» **Stated goal A**: Translate this sentence from the seismic hazard passage into Spanish: "The trend presented in both maps is very similar for the two return periods."
» **Stated goal B**: In the seismic hazard passage, which cities have seismic hazard curves shown in Fig. 9?
» **Stated goal C**: Extend the seismic hazard passage, picking up right after its last sentence.

» **Source extract**:
○ ○ ○ ○ ○ ○ ○

Figure 6a shows the seismic hazard map resulting from applying our approach (HM).
It can be seen that the largest accelerations are estimated around the
Carboneras Fault and the fault set of Granada, (0.38 g), followed by the
Alhama de Murcia and La Viña faults systems (0.30 g) and, to a lesser
extent, by the Venta de Zafarraya, Carrascoy, Bajo Segura, Baza, Mijas and
Cartama fault systems.
The seismic hazard map obtained using the HM displays more spatial
variability than the one obtained with the CM, showing maximum values along
fault sources that decrease sharply away from the faults. This trend
reflects a source proximity effect, implying higher acceleration values
for the surface projection of the fault rupture plane that rapidly decrease
away from the fault (by one half at a distance of about 15 km).
The differences between the expected maximum acceleration obtained with the
two methods, CM and HM, for return periods of 475 and 4975 years appear in
Fig. 7a and b. The trend presented in both maps is very
similar for the two return periods. A different case is found in region 30
(Case Lietor Fault), a very complex region with scarce seismic activity and
large faults with low slip rates (see Supplement). Here, the HM gives higher
seismic hazard than the CM only for long return periods. For this region,
the magnitude range [MMin, MMaxC] is very small and it is
necessary to extrapolate the model to a larger scale, given the high
uncertainty shown in Table 3. However, the results reflect that, for longer
periods, these slow faults play a relevant role in the seismic hazard of the
region (see Fig. 8), where the HM hazard curve reflects a substantial
increase in hazard for long return periods.
To clarify how faults are conditioning the final seismic hazard in our
model, the seismic hazard curves showing a partial contribution of different
sources in Murcia, Almeria and Granada are shown in Fig. 9 for PGA and SA
(1.0 s). For each city, black lines show the total seismic hazard curve and
coloured lines show the seismic hazard curve associated with different sources
(zone and faults) for each city.
In Murcia, seismic hazard for short return periods is associated with
multiple sources (zone and faults), but for return periods exceeding
475 years (an exceedance probability of 0.1 or lower in 50 years) the seismic
hazard is dominated by the Carrascoy Fault. This effect is very similar for
PGA and SA (1.0 s).

○ ○ ○ ○ ○ ○ ○

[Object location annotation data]
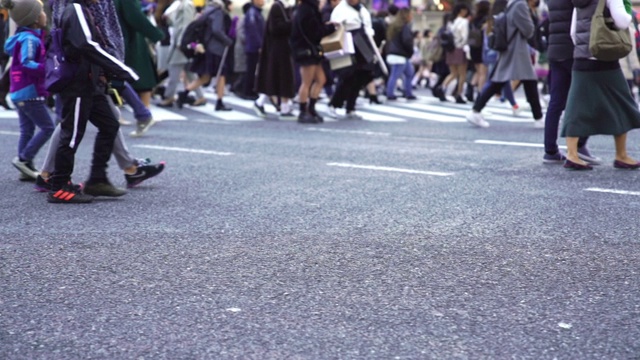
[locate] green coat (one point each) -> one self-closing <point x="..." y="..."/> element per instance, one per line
<point x="135" y="28"/>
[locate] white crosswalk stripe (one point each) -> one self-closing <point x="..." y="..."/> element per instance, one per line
<point x="425" y="108"/>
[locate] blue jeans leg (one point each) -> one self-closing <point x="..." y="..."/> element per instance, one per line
<point x="32" y="114"/>
<point x="408" y="73"/>
<point x="559" y="83"/>
<point x="140" y="112"/>
<point x="507" y="92"/>
<point x="396" y="70"/>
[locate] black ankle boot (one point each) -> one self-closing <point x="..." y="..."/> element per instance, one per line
<point x="469" y="92"/>
<point x="221" y="107"/>
<point x="3" y="102"/>
<point x="312" y="110"/>
<point x="439" y="93"/>
<point x="373" y="99"/>
<point x="182" y="99"/>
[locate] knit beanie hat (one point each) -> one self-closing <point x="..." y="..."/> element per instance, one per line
<point x="23" y="12"/>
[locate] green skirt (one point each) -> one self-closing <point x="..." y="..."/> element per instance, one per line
<point x="599" y="103"/>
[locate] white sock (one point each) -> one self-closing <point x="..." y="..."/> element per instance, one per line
<point x="261" y="100"/>
<point x="285" y="107"/>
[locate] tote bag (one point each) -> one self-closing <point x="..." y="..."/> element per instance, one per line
<point x="606" y="42"/>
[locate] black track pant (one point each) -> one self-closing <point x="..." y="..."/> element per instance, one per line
<point x="76" y="112"/>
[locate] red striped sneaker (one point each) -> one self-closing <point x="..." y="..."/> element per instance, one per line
<point x="69" y="194"/>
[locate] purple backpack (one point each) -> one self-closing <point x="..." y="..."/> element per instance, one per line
<point x="58" y="71"/>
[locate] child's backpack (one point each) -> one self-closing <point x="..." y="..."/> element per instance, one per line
<point x="433" y="51"/>
<point x="475" y="36"/>
<point x="498" y="39"/>
<point x="194" y="33"/>
<point x="445" y="36"/>
<point x="59" y="71"/>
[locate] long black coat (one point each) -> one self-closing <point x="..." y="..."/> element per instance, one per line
<point x="275" y="69"/>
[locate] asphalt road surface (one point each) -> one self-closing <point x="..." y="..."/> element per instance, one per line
<point x="408" y="235"/>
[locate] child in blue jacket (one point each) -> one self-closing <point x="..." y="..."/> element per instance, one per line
<point x="27" y="90"/>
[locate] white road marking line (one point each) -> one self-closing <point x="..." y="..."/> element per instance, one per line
<point x="366" y="115"/>
<point x="8" y="114"/>
<point x="613" y="191"/>
<point x="195" y="151"/>
<point x="385" y="168"/>
<point x="359" y="132"/>
<point x="512" y="143"/>
<point x="160" y="114"/>
<point x="212" y="121"/>
<point x="461" y="112"/>
<point x="423" y="115"/>
<point x="9" y="133"/>
<point x="233" y="115"/>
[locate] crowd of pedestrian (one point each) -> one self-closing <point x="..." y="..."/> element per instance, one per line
<point x="134" y="50"/>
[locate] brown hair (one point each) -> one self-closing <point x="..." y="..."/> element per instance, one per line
<point x="402" y="18"/>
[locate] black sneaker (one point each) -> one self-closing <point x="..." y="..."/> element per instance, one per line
<point x="69" y="194"/>
<point x="306" y="118"/>
<point x="143" y="173"/>
<point x="42" y="184"/>
<point x="259" y="110"/>
<point x="142" y="127"/>
<point x="102" y="188"/>
<point x="25" y="167"/>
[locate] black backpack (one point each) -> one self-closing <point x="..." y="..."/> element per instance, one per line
<point x="498" y="39"/>
<point x="446" y="40"/>
<point x="194" y="33"/>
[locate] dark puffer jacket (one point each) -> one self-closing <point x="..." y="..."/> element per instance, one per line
<point x="560" y="44"/>
<point x="402" y="43"/>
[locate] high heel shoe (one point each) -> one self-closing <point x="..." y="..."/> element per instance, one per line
<point x="182" y="99"/>
<point x="373" y="99"/>
<point x="3" y="102"/>
<point x="200" y="102"/>
<point x="460" y="100"/>
<point x="166" y="104"/>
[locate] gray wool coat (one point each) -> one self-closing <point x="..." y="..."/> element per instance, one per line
<point x="239" y="56"/>
<point x="515" y="62"/>
<point x="179" y="20"/>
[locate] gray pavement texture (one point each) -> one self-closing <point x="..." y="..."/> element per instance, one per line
<point x="269" y="253"/>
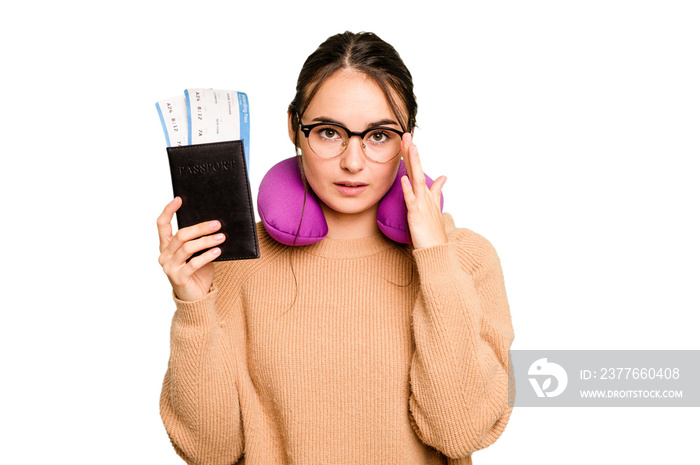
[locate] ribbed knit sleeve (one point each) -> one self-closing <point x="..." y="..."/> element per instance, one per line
<point x="199" y="401"/>
<point x="462" y="331"/>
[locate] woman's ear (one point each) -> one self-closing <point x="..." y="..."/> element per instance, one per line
<point x="290" y="126"/>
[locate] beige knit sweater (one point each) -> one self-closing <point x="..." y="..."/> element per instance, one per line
<point x="357" y="351"/>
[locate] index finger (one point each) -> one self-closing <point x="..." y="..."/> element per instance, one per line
<point x="165" y="230"/>
<point x="406" y="142"/>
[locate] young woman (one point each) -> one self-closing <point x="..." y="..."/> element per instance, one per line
<point x="355" y="349"/>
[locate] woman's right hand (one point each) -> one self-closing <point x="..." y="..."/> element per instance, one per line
<point x="190" y="280"/>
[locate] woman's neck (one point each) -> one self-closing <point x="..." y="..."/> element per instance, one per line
<point x="350" y="225"/>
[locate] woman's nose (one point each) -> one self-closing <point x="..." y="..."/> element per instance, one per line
<point x="353" y="157"/>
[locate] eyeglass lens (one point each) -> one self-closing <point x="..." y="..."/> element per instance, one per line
<point x="328" y="141"/>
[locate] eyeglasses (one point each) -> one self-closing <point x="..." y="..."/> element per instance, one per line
<point x="328" y="140"/>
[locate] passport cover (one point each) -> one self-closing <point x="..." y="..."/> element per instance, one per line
<point x="212" y="181"/>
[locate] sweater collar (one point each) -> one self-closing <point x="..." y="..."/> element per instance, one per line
<point x="350" y="248"/>
<point x="360" y="247"/>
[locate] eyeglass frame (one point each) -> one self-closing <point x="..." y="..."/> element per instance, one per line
<point x="306" y="130"/>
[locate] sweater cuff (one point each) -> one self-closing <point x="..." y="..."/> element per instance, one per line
<point x="438" y="262"/>
<point x="196" y="313"/>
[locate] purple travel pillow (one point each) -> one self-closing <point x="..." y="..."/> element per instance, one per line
<point x="281" y="200"/>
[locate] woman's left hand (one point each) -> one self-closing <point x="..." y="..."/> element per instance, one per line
<point x="425" y="221"/>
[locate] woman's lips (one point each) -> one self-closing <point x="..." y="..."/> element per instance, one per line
<point x="350" y="188"/>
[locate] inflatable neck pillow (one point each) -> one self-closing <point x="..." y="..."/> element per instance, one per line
<point x="281" y="202"/>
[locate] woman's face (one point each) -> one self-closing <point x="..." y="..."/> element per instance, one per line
<point x="357" y="102"/>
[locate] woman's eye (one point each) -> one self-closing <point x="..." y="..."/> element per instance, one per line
<point x="379" y="137"/>
<point x="328" y="133"/>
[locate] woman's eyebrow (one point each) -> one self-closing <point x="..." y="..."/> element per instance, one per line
<point x="383" y="122"/>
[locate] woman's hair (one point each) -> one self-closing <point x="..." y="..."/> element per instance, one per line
<point x="364" y="52"/>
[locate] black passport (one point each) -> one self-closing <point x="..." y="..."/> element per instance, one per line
<point x="212" y="181"/>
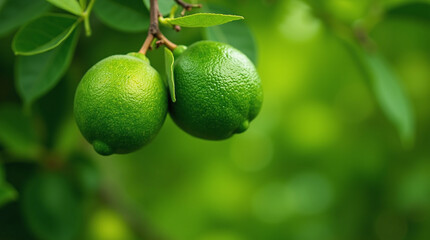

○ ○ ○ ○ ○ ○ ○

» **Task result A**: La tendencia que presentan ambos mapas es muy similar para los dos periodos de retorno.

» **Task result B**: Murcia, Almeria, Granada

» **Task result C**:
In Almeria, only two sources, zone 38 and the Carboneras Fault, contribute
significantly to seismic hazard. In PGA both sources combine equally to give
the seismic hazard for the city, but, for SA (0.1 s), the Carboneras Fault
predominates, especially for return periods of more than 475 years.
In Granada, there are many sources contributing to seismic hazard for the
city. This is because there are many known faults in its vicinity. Seismic
hazard is controlled by zone 35 for PGA and SA (1.0 s) and shorter return
periods. This trend changes for return periods greater than 975 years.
PGA for return period of 475 years derived from (a) the
proposed hybrid approach and (b) classic zone methodology. Note the
fault proximity effects in (a) for these faults: (1) Carboneras Fault,
(2) Alhama de Mucia Fault, (3) Carrascoy Fault, (4) Bajo Segura Fault,
(5) Mijas and Cartama faults, (6) Zafarraya Fault and (7) Baza Fault.
![]()
Figure 10 shows the uniform hazard spectra obtained for four cities in the
study area. These graphs can be used to compare the maximum accelerations
predicted with the CM and HM in different spectral ordinates, evidencing
that the trend observed in PGA persists throughout the entire spectrum.
Discussion
We present a hybrid method (HM) for determining a seismic source model that
combines zones and faults as independent sources. The HM is based on the
distribution of seismic potential among different sources and does not
impose any restriction with respect to the type of recurrence model assigned
to seismic sources. Moreover, the HM does not require defining a fixed
cut-off magnitude Mc that separates the magnitude range in which faults and
zones produce earthquakes, as in the works of Frankel et al. (1996).
Comparison of seismic hazard results from the two models (HM and CM) for
return periods of (a) 475 and (b) 4975 years.
![]()
Seismic hazard curve (with HM and CM) of a site close to the Lietor Fault.
![]()
This marks a difference with other approaches that model the seismic
potential of faults using two alternatives: (1) single-magnitude rupture
models such as Wesnousky's (1986) characteristic earthquake model, as seen
in Field et al. (2014) and Akinci and Pace (2017), and (2) models that set a
fixed cut-off magnitude and assume that the biggest magnitudes take place in
the faults and the smaller ones occur in the zone. In contrast, the
formulation of the HM considered above uses a GR-type recurrence model for
faults, in line with the proposals made by some other authors (Woessner et al., 2015).
Seismic hazard curve (with HM) of Murcia, Almería and Granada
considering all the seismic sources involved. The black lines show the total
seismic hazard curve and the coloured lines show the seismic hazard curve
associated with different sources (zone and faults).
![]()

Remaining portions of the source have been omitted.